■ **OBJECTIVES**
A. According to the mailing list thread, in which package would the proposed common logging class be stored?
B. Find every line in the records that contains the string "window", matching case, and copy each of those lines.

■ **PASSAGE GIVEN**
▽

You are viewing a plain text version of this content. The canonical link for it is here.
Posted to dev@manifoldcf.apache.org by Julien Massiera <ju...@francelabs.com> on 2022/01/18 15:29:00 UTC

Add logs to repository connectors

Hi all,

 

In order to improve the tracking of documents processing status, and in
particular when something goes wrong with MCF (like hanging processes
without obvious causes), I would like to propose to add specific logs into
each repository connector. One log at the beginning of each
documentIdentifier processing in the processDocuments method, and one at the
end, so that, at any time, we can easily tell which documents are being
processed.

To implement that, I was thinking of a common class that would write the
logs, with a custom log level (between INFO and DEBUG), so that the logs
could be easily isolated into a specific file through log4j conf. The class
would be stored in the org.apache.manifoldcf.crawler.system package like the
Logging class. 

 

What do you think about that ?

 

Regards,

Julien


RE: Add logs to repository connectors

Posted by Julien Massiera <ju...@francelabs.com>.
Hi Karl,

So can I add a log4j2 logger in each repository connector and log events like I described in the previous mail ? Using the debug level

Regards,
Julien

-----Message d'origine-----
De : Julien Massiera <ju...@francelabs.com> 
Envoyé : mercredi 19 janvier 2022 12:53
À : dev@manifoldcf.apache.org
Objet : RE: Add logs to repository connectors

Hi Karl,

The goal of having a separate class to produce these logs is to either keeping them in the manifoldcf.log (by setting the logs in DEBUG), or writing them in a separate file by targeting the specific class in the logging.xml with a specific appender and a specific logger.
By default we would be in the first case, having thoses logs in the manifoldcf.log in DEBUG mode, and for those who want them in a separate file, they'll have to modify the logging.xml conf on their own.

With the two choices you propose, this cannot be done because there is no way to specifically target these logs in the logging.xml conf. If we use the existing logging class (and modify it to add the connector class), then by targeting this class in the logging.xml file we will target any logs generated with this class, and in the other solution that consists of having one native log4j logger in each connector, we would have to target every logger. 

If I had to choose it would be to have a native log4j logger in every connector so we can at least specifically target the logs even if it requires more conf.

Also the log format would be like this: 

[DOC_PROCESS_START|DOC_PROCESS_END]|CONNECTOR_NAME|DOCUMENT_IDENTIFIER

Regards,
Julien

-----Message d'origine-----
De : Karl Wright <da...@gmail.com>
Envoyé : mardi 18 janvier 2022 17:44
À : dev <de...@manifoldcf.apache.org>
Objet : Re: Add logs to repository connectors

Having a second log is pretty non-standard, and obscures the ordering of events that may be pertinent.  So I am not thrilled with that idea.
However, the current logging system does not make it easy to determine where a log message is coming from, nor can you filter log messages with grep easily.

It would be better to include enough information in the ONE manifoldcf.log file so that you know what connector the log message is coming from.

△

■ **RECORDED INFORMATION**
▽

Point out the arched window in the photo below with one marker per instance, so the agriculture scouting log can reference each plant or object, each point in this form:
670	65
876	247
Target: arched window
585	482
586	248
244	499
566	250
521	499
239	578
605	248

△

■ **RESULTS FOR THE EXERCISE**
A. The org.apache.manifoldcf.crawler.system package.

B.
Point out the arched window in the photo below with one marker per instance, so the agriculture scouting log can reference each plant or object, each point in this form:
Target: arched window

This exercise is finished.